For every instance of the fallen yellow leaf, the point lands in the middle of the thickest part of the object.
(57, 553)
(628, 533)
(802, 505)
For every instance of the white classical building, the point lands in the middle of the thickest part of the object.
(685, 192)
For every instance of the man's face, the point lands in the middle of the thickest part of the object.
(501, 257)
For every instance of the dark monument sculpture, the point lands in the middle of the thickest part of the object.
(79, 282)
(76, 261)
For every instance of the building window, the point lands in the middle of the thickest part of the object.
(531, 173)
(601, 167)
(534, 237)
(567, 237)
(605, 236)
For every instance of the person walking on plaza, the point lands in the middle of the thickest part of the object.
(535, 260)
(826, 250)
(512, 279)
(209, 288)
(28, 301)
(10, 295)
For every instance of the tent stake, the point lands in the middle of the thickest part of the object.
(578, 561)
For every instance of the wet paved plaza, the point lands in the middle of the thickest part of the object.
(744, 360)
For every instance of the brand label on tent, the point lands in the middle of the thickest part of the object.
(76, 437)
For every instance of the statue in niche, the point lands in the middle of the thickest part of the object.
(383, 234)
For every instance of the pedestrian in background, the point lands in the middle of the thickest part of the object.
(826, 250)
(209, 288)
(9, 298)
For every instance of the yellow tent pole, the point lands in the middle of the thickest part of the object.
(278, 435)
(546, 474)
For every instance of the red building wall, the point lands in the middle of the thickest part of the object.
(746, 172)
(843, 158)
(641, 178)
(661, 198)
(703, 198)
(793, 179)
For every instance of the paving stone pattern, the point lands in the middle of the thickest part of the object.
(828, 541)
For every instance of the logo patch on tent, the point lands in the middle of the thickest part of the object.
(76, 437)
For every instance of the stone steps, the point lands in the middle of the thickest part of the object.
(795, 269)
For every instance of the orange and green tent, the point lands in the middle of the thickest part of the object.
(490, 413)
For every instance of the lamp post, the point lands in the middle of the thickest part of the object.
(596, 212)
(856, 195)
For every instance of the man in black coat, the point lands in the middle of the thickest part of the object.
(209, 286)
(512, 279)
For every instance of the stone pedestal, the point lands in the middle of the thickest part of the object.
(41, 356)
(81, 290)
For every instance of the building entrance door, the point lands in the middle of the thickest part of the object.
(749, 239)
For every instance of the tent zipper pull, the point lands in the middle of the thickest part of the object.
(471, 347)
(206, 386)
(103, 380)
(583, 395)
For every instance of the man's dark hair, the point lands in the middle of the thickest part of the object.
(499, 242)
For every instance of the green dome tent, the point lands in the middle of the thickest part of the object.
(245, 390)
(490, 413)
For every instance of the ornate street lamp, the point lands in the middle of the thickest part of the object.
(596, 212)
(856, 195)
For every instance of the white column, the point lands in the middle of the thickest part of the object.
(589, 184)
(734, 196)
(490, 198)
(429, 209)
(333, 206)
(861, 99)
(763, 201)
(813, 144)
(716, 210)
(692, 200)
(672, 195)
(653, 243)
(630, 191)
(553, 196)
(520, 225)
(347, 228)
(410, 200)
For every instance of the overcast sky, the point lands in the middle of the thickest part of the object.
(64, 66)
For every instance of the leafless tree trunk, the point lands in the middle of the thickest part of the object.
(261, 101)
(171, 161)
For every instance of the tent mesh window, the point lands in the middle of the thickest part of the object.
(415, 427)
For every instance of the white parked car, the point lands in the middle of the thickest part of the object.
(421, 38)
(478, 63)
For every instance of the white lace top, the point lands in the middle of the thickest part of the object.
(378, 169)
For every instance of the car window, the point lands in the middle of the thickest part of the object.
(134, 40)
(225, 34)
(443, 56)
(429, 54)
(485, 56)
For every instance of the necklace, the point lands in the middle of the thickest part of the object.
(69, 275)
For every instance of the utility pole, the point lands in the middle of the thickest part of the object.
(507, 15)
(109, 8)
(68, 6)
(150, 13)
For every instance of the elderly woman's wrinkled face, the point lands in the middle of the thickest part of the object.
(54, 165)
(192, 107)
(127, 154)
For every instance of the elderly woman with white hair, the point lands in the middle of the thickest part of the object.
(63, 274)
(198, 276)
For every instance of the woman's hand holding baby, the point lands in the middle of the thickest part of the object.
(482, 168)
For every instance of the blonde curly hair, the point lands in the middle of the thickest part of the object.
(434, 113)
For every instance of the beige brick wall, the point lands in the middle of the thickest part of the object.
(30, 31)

TO BE DONE:
Your task is to print the whole listing again exactly.

SOLUTION FOR THIS PROBLEM:
For every instance of the fallen yellow leaf, the point lands in the middle of the thickest part of the object.
(57, 553)
(628, 533)
(802, 505)
For every instance of the white classical building, the point lands in the middle of the thickest part of the object.
(685, 192)
For every instance of the man's face, the point lands in the middle of the thickest part of the object.
(501, 257)
For every instance of the dark monument sculpture, the point lands in the middle of the thickest part of the object.
(79, 282)
(76, 261)
For every instance of the building window, the point lands in the middle of the thickest part of the object.
(531, 173)
(601, 167)
(534, 237)
(567, 237)
(605, 236)
For every instance of the person walking on plaza, the point lands in the middle of the thickest part of the object.
(535, 260)
(826, 250)
(512, 279)
(209, 288)
(28, 301)
(10, 295)
For every instance of the tent stake, the point lands in the middle of the thickest part of the object.
(578, 561)
For every instance of the wet paved plaza, the point lands in the middle of the thickest part of the object.
(744, 360)
For every instance of the brand label on tent, the point lands in the middle of the thickest part of the object.
(76, 437)
For every instance of the statue in niche, the point lands in the middle of the thickest part of the object.
(383, 234)
For every instance of the pedestrian in background, the point lands in the middle of the thickest part of the object.
(826, 250)
(209, 288)
(9, 298)
For every instance of the yellow tent pole, the point lands in the middle of the thickest part of the object.
(278, 435)
(546, 474)
For every instance of the red building wall, the point lands in the middle of the thickest part of the object.
(746, 172)
(843, 158)
(641, 178)
(661, 198)
(703, 198)
(793, 179)
For every instance of the paving stone pattern, the point lands in the middle of the thickest part of the object.
(828, 541)
For every instance of the logo patch on tent, the point lands in the middle of the thickest part of the object.
(76, 437)
For every instance of the stone steps, the point lands in the middle of the thickest part of the object.
(795, 269)
For every instance of the orange and green tent, the point lands in the middle of the thickest part of the object.
(490, 413)
For every instance of the lamp post, the point lands in the middle of the thickest part of the object.
(596, 212)
(856, 195)
For every instance of the man in black coat, the point lands in the middle of the thickest part of the object.
(209, 286)
(512, 279)
For every instance of the stone pedestal, the point lands in the middle of the thickest part of the object.
(41, 356)
(81, 290)
For every instance of the building entrance door, the point lands in the middle of the thickest part of the object.
(749, 239)
For every instance of the tent zipper pull, the point lands in the middle of the thickest part of the object.
(471, 347)
(206, 386)
(103, 380)
(583, 395)
For every instance of the man's dark hair, the point lands in the middle of the thickest part of the object.
(499, 242)
For every instance of the green dome tent, the point lands in the middle of the thickest part of the object.
(245, 390)
(490, 413)
For every instance of the ornate street lamp, the point lands in the middle of the thickest part of the object.
(596, 212)
(856, 195)
For every instance of the white column, the point lands in the middle of the thickest part of the object.
(589, 184)
(734, 196)
(490, 198)
(429, 209)
(333, 206)
(861, 99)
(763, 201)
(813, 144)
(716, 210)
(692, 200)
(672, 195)
(653, 243)
(630, 191)
(553, 196)
(520, 225)
(347, 228)
(410, 200)
For every instance of the overcast sky, the point lands in the middle of the thickest part of the object.
(64, 66)
For every instance of the leafless tree trunk, the point lands in the middle of the thickest part of the object.
(261, 101)
(171, 161)
For every instance of the tent mesh window, the point lands in the middle of the thickest part of the object.
(415, 427)
For every instance of the white parked car, the point lands in the middle of the thickest part of the object.
(421, 38)
(478, 63)
For every instance of the white lace top, the point lands in the middle of the thickest part of the object.
(378, 169)
For every instance of the car window, the point lands in the middle of the thickest part of the object.
(134, 40)
(225, 34)
(443, 56)
(429, 54)
(485, 56)
For every instance of the necklace, the point lands in the middle of the thickest part of the object.
(69, 275)
For every instance of the utility pole, the point lands in the middle of the thickest part of the object.
(507, 15)
(109, 8)
(68, 6)
(150, 13)
For every instance of the elderly woman's wrinkled face, the point lands in the middle of the thickest part of the object.
(54, 165)
(192, 107)
(127, 154)
For every instance of the elderly woman with white hair, the point lands in the middle of the thickest part of the object.
(63, 274)
(198, 276)
For every instance of the woman's hand holding baby, the point lands in the middle of the thickest part of the object.
(482, 168)
For every instance of the blonde curly hair, the point lands in the middle of the thickest part of the object.
(434, 113)
For every instance of the beige brick wall, the point lands in the middle of the thickest part of the object.
(30, 31)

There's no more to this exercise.